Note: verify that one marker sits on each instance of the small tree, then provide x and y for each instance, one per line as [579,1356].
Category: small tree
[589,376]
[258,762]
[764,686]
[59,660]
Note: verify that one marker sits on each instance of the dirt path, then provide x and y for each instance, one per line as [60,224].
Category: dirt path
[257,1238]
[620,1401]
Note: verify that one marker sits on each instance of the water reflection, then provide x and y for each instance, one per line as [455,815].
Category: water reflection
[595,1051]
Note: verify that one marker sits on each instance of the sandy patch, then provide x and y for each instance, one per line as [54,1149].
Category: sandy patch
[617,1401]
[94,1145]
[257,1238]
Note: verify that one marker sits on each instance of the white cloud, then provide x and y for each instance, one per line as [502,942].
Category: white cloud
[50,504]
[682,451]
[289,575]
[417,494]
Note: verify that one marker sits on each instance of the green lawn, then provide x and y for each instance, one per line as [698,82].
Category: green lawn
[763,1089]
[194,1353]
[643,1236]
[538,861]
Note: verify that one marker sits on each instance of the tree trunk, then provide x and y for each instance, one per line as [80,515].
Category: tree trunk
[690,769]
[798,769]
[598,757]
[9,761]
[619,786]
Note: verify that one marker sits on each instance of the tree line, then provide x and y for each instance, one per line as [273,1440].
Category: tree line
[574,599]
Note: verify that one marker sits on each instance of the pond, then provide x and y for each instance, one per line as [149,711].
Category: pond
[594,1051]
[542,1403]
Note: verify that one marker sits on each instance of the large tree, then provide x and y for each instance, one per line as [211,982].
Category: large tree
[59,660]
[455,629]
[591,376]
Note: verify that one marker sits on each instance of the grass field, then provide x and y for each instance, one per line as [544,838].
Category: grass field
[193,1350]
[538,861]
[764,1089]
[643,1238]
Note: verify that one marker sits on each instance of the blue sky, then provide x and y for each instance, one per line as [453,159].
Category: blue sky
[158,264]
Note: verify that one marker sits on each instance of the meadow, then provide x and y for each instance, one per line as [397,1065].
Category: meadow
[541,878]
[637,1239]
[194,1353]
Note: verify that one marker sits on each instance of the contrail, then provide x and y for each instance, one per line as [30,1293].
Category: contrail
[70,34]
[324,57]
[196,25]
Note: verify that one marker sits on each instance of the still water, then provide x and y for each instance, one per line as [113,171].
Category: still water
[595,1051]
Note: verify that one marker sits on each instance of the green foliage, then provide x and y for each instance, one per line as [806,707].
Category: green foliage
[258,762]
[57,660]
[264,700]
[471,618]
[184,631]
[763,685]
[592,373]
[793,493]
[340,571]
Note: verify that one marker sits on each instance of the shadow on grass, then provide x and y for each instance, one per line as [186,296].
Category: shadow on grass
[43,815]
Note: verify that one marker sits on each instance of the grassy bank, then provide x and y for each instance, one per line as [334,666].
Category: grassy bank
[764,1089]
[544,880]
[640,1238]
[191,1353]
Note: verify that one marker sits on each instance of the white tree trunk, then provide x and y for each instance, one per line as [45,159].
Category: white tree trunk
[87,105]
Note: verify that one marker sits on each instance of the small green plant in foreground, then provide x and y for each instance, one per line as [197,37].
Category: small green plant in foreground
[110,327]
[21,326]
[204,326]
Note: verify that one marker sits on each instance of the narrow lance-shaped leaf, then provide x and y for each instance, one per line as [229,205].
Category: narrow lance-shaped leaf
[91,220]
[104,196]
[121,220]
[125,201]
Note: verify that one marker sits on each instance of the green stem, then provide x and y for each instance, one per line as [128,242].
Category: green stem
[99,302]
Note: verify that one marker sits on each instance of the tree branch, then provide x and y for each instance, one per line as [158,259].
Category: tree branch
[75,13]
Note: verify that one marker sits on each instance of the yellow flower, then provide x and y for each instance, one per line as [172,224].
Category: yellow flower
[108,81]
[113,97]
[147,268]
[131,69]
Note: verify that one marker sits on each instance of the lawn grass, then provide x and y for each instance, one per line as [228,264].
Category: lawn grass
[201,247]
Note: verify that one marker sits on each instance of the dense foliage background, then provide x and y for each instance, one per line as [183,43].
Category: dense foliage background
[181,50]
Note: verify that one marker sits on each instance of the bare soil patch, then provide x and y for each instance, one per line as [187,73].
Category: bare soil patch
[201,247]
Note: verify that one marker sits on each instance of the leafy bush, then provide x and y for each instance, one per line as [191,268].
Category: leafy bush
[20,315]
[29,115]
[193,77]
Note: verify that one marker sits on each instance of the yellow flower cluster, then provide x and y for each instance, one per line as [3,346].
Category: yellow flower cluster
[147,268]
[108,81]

* * * *

§ WHAT YOU WILL DO
Edit the rows above so that every occurrence of "marker" reads "pin", and reproduce them with everything else unchanged.

§ RESPONSE
Note: verify that one pin sits on each instance of the small tree, then provide x and y for each instance, one per line as [579,1356].
Category: small tree
[589,376]
[258,762]
[764,686]
[59,660]
Note: verify that one pin sits on each instance of the dirt path, then provide x and y for each instance, one per line as [60,224].
Category: dirt path
[257,1238]
[620,1401]
Note: verify that one pin sits on each instance of the water reflection, then provide x and y for each instance, one per line as [455,815].
Category: water reflection
[595,1051]
Note: verify that one pin sits on each instance of the sandy patch, then provide x and y for each instance, one per line as [54,1149].
Category: sandy patch
[617,1401]
[94,1145]
[257,1238]
Note: verify that one pin sits on each instance of the white cloud, then provide x and y for each instance, one per line as [502,942].
Category: white cloud
[50,504]
[682,451]
[289,575]
[417,494]
Note: verify that one pin sits on each instance of the green lawn, then provide x and y for each instance, one per line as [698,82].
Category: green lawn
[763,1089]
[194,1353]
[643,1236]
[538,861]
Note: verify that one pin sits on each instance of the tree trunk, then provide x and y for each instance, one per line as [80,515].
Category: tree trunk
[690,769]
[798,769]
[598,757]
[9,761]
[619,786]
Note: verify that one pin sits on each instance of the tree line, then provide x and y for each instance, one per line as [273,1440].
Category: tree line
[574,599]
Note: verify that one pin sits on each instance of the pond, then provide x and y for each instance, one per line as [149,711].
Category: pond
[594,1051]
[542,1403]
Note: verify that one pin sits on each instance of the large tree, then provide x and y for each instance, one per line as [211,982].
Category: large tree
[59,660]
[455,629]
[591,376]
Note: verify that one pin sits on each instance of the grass field, then provide x and y for each instance, one per line as [544,838].
Category: grass field
[193,1350]
[538,861]
[764,1089]
[643,1238]
Note: verify that one pin sits on each instance of the blue sky, then provide x and y for each instance, one per line as [453,159].
Category: blue sky
[158,264]
Note: verify that one pin sits on each instance of the meadow, then provide x and y for each instance, one per line as [397,1065].
Category: meadow
[541,878]
[637,1239]
[194,1353]
Note: verify that one pin sits on each instance of the contrail, then provide x and y for each instance, one per line as [30,1293].
Category: contrail
[70,34]
[324,57]
[196,25]
Note: verify that one pin sits on each instance of the still water, then provide x and y for each instance, one per line as [113,171].
Category: still water
[595,1051]
Note: verify that one pin sits on each instance of the green foliage, then provide x and y for each instance, one per line as [806,707].
Category: green foliage
[258,762]
[57,660]
[264,700]
[471,618]
[184,631]
[763,685]
[592,373]
[793,493]
[340,571]
Note: verify that one pin sits on each instance of the shadow on grass, then provide x and y for each instance, one per line as [186,296].
Category: shadow on grass
[43,815]
Note: verify that one pin sits on each instance of the grassy bank, then provide x and y for each instance, one per line as [334,666].
Category: grassy bank
[764,1089]
[544,880]
[640,1238]
[191,1353]
Note: verify that one pin sits on each instance of the white tree trunk, then provide x and y for each instance, one per line as [45,159].
Category: white tree trunk
[87,105]
Note: verify that one pin sits on each instance of the small green plant in foreground, then provide x and y for each instance, one per line as [197,37].
Category: small green plant in foreground
[110,327]
[21,326]
[204,326]
Note: verify that one pin sits on each instance of the narrow lance-shaped leaf, then provide x and y for each instance, one per line as [229,205].
Category: narrow lance-shaped leaf
[91,220]
[104,196]
[121,220]
[125,201]
Note: verify that one pin sits on each instance of the green stem, then provide x and y for each instance, one per line as [128,242].
Category: green stem
[99,302]
Note: verify that one pin sits on each instance of the tree branch, then provide x and y for each instance, one per line as [158,259].
Category: tree branch
[75,13]
Note: verify that one pin sits on each instance of the yellow flower, then provide x and y for each instance, one per line as [172,224].
Category: yellow flower
[108,81]
[113,97]
[147,268]
[131,69]
Note: verify that one pin sits on each instance of the lawn grass, then provide x and y for each instance, one per line as [228,264].
Category: lawn grass
[201,247]
Note: verify that one pin sits on each instance of the dense foliage background, then provide x and y for each instance, one per line as [183,43].
Category: dense foliage background
[181,50]
Note: verify that one pin sits on each instance of the bare soil patch, then provide x and y for each instance, one per line as [187,73].
Category: bare soil patch
[201,247]
Note: verify that one pin sits on each instance of the leafy bush, then provide x and y for each instance, one per line as [191,268].
Category: leafy bush
[20,315]
[29,115]
[193,77]
Note: verify that one pin sits on each instance of the yellow flower cluster, then provide x and y for each instance, one per line as [3,346].
Category: yellow flower cluster
[147,268]
[108,81]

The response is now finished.